Point labeling records:
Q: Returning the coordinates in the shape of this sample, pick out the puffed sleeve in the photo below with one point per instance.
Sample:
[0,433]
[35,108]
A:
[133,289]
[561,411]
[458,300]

◆ **WHAT IS REQUIRED**
Write out every line of the records above again, requests included. Shift each coordinate in the answers up by 149, leaving the requests and their sample coordinates unchanged.

◆ **REPLY**
Q: Returning the coordinates in the shape of this sample, pick out the puffed sleeve in the photo below with one point per instance.
Sample:
[0,433]
[35,108]
A:
[282,438]
[710,560]
[607,449]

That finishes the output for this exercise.